---------- Records shown ----------

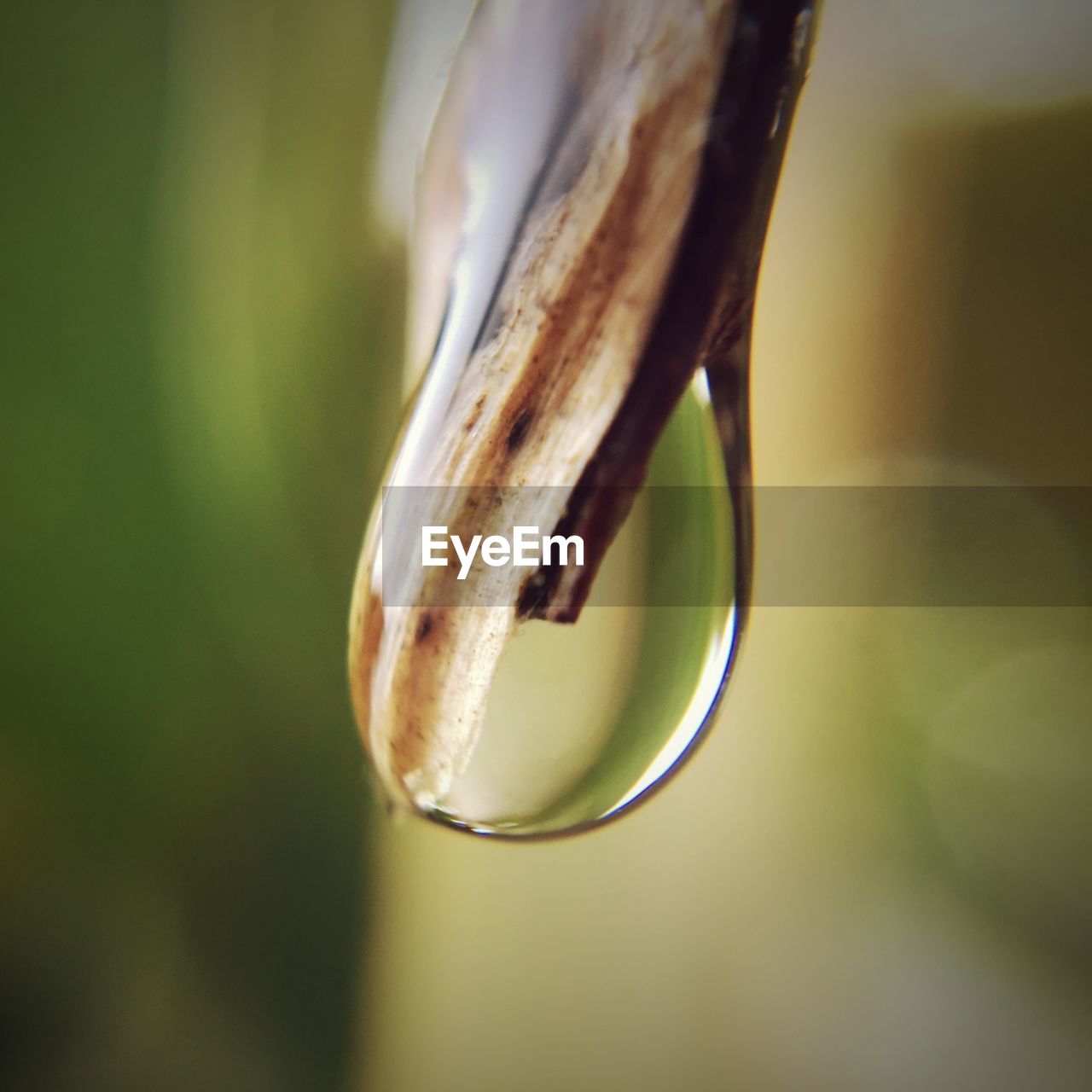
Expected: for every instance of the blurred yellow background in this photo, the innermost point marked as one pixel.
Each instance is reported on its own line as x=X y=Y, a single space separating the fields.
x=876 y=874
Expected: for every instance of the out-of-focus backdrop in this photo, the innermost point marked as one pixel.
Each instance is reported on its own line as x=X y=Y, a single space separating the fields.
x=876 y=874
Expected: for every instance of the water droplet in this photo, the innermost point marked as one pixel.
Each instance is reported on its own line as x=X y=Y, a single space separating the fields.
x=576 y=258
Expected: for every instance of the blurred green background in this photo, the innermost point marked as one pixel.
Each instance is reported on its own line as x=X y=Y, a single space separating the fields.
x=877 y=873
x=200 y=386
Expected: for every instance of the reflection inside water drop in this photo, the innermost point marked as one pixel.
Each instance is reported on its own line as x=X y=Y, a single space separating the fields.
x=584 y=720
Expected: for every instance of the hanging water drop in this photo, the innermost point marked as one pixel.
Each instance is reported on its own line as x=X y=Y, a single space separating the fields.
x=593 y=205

----------

Set out every row above as a numbered list with no blank lines, and omit the pictures.

**Result for this task:**
1. Expected: for every instance of the blurred yellow background in this photo, the innermost point marked as one pixel.
2. Each instance is reported on its own line as x=X y=Y, a single space separating the fields.
3. x=876 y=874
4. Expected: for every instance of the out-of-focus backdrop in this photo, the innermost point marked as one pixel.
5. Each instance is reported on its own line as x=X y=Y, a single space separating the fields.
6. x=876 y=874
7. Expected: for every instance of the water droplet in this photo, the innermost point marked as one pixel.
8. Each instance is reported on its own line as x=X y=Y, a single space separating the fields.
9. x=576 y=258
10. Expected: for every instance of the blurred green background in this photo, the innermost point marked as one pixel.
11. Each instance is reported on its own line as x=X y=Y, a single space separating the fields.
12. x=877 y=873
13. x=200 y=386
14. Expected: for every instance of the reflection inside water drop in this photo, the innermost point marked as one pixel.
15. Each instance is reported on its own line as x=X y=Y, a single space separating the fields.
16. x=584 y=720
17. Expected: for every instance of the hanging water drop in this photo, the innermost point marked as one pixel.
18. Each instance is reported on its own line as x=X y=Y, a single space separating the fields.
19. x=593 y=205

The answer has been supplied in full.